What you should do → Please pick out every line in the records below that contains the word "arch", and copy each such line in full.
__________________________________________________
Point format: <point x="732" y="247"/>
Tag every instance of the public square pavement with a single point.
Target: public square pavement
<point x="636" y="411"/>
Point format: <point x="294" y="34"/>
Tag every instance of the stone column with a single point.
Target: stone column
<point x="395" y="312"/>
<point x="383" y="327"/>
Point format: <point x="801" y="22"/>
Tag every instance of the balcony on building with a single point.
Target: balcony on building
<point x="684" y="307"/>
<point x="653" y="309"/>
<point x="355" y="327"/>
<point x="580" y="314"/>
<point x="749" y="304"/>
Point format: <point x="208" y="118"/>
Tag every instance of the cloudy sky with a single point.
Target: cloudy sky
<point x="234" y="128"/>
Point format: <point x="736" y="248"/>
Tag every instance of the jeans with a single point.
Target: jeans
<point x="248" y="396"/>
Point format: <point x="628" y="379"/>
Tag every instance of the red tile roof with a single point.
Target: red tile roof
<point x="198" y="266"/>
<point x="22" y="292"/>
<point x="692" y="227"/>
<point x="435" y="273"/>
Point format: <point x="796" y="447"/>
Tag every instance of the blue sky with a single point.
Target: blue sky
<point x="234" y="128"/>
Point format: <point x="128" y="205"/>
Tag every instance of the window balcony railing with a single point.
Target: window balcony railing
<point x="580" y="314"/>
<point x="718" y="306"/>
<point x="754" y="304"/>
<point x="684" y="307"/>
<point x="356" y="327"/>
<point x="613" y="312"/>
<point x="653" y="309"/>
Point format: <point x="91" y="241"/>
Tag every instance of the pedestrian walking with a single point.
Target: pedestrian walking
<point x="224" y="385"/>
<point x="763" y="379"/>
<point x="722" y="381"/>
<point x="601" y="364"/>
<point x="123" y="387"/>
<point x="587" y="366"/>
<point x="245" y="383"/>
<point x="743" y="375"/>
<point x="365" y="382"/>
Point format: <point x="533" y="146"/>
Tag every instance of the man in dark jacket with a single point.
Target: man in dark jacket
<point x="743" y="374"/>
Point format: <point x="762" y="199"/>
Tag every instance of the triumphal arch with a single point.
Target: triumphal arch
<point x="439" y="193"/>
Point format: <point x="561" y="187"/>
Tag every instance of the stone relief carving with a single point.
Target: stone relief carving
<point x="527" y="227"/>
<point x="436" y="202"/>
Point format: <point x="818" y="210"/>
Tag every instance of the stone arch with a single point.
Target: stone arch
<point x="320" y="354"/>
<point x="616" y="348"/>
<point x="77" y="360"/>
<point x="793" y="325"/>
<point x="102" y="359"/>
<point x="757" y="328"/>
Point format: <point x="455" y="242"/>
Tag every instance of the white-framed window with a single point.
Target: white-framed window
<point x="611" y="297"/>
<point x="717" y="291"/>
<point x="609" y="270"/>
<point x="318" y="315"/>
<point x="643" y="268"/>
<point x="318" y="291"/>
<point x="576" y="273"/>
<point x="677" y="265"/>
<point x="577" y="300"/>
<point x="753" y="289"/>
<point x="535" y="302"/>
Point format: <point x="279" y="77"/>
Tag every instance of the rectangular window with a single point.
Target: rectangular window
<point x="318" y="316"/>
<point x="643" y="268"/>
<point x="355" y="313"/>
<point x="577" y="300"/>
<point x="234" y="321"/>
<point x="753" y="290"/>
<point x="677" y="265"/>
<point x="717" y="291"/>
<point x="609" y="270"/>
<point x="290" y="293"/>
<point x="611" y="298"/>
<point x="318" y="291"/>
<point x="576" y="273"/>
__________________________________________________
The output →
Tag every instance of the triumphal arch with a single point.
Target: triumphal arch
Tag every instance of the stone arch with a single point.
Target: stone arch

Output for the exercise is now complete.